--- WHAT TO WORK ON ---
1. According to the biography of Christoph A. Klein, in what year did he obtain his medical degree?
2. In the biography of Christoph A. Klein, swap "thesis" for "dissertation" and write out the stretch from "Dr. Christoph A." through "the mid 1990’s.".
3. Decide whether each statement agrees with the biography of Christoph A. Klein. Answer yes or no, and quote the words from the biography that decide it.
(a) He was promoted to Professor for Oncogenomics in 2006.
(b) The Fraunhofer ITEM-Regensburg group is a for-profit company.
(c) He became a member of the Bavarian Genome Research Network in 2010.

--- DOCUMENT TEXT ---
[Start of Attachment]

Dr. Christoph A. Klein obtained his medical degree from the Ludwig-Maximilans-University (LMU) of Munich in 1995. He performed his M.D. thesis research within the laboratories of G. Riethmüller (Institute of Immunology, University of Munich) and T.W. Mak (Ontario Cancer Institute) where he commenced his formative studies on single cell technologies for the analysis of single disseminated cancer cells in the mid 1990’s.
Following his postdoctoral training at the Institute of Immunology, LMU Munich, he was awarded with the BioFuture Award from the German Ministry of Science to establish an independent research group in 2001. The BioFuture award, which recognizes early scientific excellence and achievements, was amongst the most prestigious awards presented to junior group leaders in Germany. In 2004, Christoph became member of the Bavarian Genome Research Network and in 2006 was promoted to Professor for Oncogenomics within this same group. Since 2010 he has served as Chair of Experimental Medicine and Therapy Research at the University of Regensburg. Christoph was also appointed as the Head of the Fraunhofer Project Group entitled “Personalized Tumor Therapy”, which is a division of the Fraunhofer Institute of Toxicology and Experimental Medicine (ITEM) in 2010. The Fraunhofer ITEM-Regensburg group is a not-for-profit that is focused on translating basic science into the clinic in partnership with industry collaborators.

[End of Attachment]

--- MATERIAL SHOWN ---
[Start of Attachment]

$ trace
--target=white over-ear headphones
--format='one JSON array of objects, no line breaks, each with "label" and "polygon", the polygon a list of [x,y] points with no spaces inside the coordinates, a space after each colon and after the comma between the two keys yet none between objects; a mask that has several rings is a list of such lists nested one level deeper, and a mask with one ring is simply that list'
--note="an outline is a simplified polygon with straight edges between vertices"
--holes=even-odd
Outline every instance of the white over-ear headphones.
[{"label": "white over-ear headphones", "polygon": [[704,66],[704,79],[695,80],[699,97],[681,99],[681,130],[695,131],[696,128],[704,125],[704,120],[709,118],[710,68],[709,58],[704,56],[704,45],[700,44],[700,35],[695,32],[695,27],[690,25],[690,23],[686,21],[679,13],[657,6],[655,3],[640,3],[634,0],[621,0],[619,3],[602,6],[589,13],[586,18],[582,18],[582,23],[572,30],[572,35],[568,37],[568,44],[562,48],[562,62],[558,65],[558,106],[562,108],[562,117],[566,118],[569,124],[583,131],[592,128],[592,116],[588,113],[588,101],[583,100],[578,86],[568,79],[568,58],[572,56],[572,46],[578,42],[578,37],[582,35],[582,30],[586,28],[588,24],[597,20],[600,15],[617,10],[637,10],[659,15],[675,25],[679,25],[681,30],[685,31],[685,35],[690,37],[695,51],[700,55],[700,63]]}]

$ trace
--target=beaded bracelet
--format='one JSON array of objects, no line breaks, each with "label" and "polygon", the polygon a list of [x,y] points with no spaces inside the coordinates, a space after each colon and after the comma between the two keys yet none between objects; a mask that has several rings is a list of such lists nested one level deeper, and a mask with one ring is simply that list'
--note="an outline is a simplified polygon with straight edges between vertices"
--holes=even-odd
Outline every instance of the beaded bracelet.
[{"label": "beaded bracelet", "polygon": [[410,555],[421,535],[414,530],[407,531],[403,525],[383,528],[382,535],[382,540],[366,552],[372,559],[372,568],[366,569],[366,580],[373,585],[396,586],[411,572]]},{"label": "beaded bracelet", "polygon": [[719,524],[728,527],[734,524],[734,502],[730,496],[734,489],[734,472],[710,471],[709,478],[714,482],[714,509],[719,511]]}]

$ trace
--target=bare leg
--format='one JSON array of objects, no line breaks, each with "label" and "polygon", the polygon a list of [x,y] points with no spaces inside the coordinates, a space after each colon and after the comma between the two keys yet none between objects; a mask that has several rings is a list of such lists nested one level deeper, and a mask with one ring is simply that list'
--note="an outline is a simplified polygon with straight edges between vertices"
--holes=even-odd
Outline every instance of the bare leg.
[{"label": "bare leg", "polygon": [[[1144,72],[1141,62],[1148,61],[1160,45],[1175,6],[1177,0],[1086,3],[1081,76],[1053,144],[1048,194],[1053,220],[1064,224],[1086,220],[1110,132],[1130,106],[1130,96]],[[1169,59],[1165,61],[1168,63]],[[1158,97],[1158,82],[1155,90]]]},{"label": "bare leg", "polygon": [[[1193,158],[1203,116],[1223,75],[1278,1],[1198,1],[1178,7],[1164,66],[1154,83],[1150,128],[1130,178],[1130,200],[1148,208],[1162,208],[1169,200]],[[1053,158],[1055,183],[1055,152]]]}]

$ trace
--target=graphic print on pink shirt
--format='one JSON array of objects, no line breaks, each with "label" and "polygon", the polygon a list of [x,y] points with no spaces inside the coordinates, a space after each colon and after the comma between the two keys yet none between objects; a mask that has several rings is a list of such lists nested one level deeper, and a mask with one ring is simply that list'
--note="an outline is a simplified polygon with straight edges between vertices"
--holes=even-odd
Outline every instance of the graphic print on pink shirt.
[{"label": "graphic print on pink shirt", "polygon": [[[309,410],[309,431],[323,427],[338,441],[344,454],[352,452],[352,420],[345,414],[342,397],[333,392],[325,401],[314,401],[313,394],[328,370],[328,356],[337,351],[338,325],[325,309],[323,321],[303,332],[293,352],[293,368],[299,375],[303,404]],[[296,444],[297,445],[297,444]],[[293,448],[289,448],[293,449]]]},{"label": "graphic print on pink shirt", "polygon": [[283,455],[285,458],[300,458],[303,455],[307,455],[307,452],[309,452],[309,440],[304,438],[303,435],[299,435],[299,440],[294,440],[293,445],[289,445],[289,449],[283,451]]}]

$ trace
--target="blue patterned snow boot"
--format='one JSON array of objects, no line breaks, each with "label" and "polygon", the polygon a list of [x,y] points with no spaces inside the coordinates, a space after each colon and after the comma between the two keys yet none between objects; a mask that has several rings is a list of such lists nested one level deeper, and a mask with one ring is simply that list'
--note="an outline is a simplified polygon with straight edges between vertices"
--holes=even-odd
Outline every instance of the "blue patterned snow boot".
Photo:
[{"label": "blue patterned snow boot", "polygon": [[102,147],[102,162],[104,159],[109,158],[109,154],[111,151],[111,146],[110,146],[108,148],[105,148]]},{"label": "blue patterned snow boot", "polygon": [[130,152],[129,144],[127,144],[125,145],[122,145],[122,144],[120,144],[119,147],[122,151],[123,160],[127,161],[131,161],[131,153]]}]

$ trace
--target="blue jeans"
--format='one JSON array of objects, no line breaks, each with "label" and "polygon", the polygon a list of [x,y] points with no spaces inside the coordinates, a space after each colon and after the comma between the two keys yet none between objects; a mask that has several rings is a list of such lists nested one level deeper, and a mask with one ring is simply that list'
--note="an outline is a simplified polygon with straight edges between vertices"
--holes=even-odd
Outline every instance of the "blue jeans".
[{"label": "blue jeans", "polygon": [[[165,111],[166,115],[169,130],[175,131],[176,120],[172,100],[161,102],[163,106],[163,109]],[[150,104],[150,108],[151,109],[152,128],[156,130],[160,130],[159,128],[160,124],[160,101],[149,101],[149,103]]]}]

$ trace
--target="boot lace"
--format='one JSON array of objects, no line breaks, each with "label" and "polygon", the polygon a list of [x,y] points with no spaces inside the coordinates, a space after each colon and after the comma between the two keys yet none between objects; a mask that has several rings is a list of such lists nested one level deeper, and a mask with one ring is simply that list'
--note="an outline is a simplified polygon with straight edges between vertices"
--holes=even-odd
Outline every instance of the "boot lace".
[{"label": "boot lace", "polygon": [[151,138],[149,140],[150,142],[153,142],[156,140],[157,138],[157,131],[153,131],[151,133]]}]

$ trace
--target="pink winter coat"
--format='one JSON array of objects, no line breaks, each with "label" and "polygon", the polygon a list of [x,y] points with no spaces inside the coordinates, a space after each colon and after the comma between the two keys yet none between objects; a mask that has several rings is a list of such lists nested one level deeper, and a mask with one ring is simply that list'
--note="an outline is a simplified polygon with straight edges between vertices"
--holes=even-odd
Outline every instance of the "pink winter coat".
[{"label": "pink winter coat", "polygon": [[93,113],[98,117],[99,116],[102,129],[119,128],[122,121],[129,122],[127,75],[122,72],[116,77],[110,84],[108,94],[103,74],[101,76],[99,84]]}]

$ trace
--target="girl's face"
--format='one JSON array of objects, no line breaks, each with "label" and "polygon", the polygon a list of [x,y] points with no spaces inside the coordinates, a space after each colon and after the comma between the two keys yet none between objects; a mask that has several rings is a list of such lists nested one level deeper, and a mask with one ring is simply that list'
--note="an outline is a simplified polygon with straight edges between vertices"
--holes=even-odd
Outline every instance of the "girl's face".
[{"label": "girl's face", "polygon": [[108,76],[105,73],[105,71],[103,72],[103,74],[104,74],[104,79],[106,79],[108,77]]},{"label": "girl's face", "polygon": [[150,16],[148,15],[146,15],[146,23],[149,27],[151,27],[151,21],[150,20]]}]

[End of Attachment]

--- EXERCISE SOLUTIONS ---
1. 1995

2.
Dr. Christoph A. Klein obtained his medical degree from the Ludwig-Maximilans-University (LMU) of Munich in 1995. He performed his M.D. dissertation research within the laboratories of G. Riethmüller (Institute of Immunology, University of Munich) and T.W. Mak (Ontario Cancer Institute) where he commenced his formative studies on single cell technologies for the analysis of single disseminated cancer cells in the mid 1990’s.

3.
(a) Yes: "in 2006 was promoted to Professor for Oncogenomics"
(b) No: "The Fraunhofer ITEM-Regensburg group is a not-for-profit"
(c) No: "In 2004, Christoph became member of the Bavarian Genome Research Network"